Passage for review:

● ● ● ● ●

Gangani is a village situated in Baori Tehsil, Jodhpur (Rajasthan). Its geographical location coordinates are 26° 30' 3" North, 73° 12' 42" East .

The formal name of village was Arjunpuri, but changed after its drought river, Ganga which occasionally flow during the periods of monsoons. The main language for communication is Marwadi. The place is also famous for its Jain Temple (Jain-mandir) which is cultural heritage for Jain peoples as it have a gathering spot for Jain disciples once a year. The village also holds a Royal court and chatris build around 600 years before. In 2011 a popular Vishwakarma temple was also built in the village located at Sutharo-ka-bas . MAHADEV Mandir at JATO ka bas

The population of village is 6467, Majority of which are Jats and mali [gehlot]. In Gangani village population of children with age 0-6 is 1186 which makes up 18.34% of total population of village. Average Sex Ratio of Gangani village is 934 which is higher than Rajasthan state average of 928. Child Sex Ratio for the Gangani as per census is 842, lower than Rajasthan average of 888.

In 2011, literacy rate of Gangani village was 51.75% compared to 66.11% of Rajasthan. In Gangani Male literacy stands at 70.22% while female literacy rate was 32.43%.

● ● ● ● ●

Exercise:
Reproduce the passage of the text about Gangani village that opens with the words "In 2011, literacy" and closes with "rate was 32.43%.". The records have no connection to the text about Gangani village.

● ● ● ● ●

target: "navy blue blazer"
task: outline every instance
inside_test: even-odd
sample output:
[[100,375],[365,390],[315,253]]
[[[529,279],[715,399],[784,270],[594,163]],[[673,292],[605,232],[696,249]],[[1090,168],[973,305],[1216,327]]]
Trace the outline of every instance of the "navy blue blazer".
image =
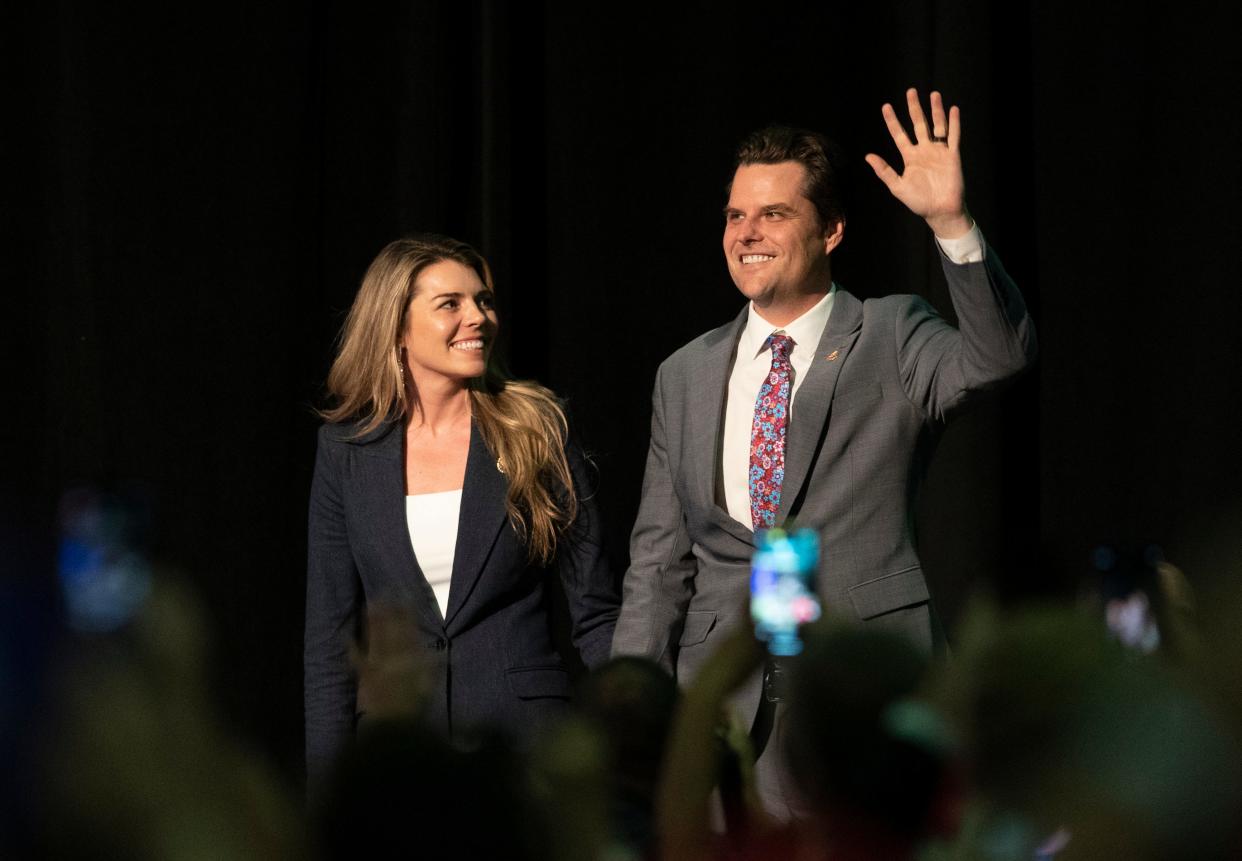
[[507,480],[471,429],[448,609],[410,545],[400,422],[350,439],[324,425],[310,487],[306,621],[306,743],[320,781],[358,719],[349,645],[369,603],[407,609],[432,685],[426,719],[448,738],[472,726],[523,734],[568,703],[570,678],[549,617],[549,578],[560,578],[571,636],[586,666],[609,657],[620,606],[601,547],[584,458],[568,447],[579,513],[554,567],[532,565],[504,508]]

● ● ● ● ●

Result below:
In 2011, literacy rate of Gangani village was 51.75% compared to 66.11% of Rajasthan. In Gangani Male literacy stands at 70.22% while female literacy rate was 32.43%.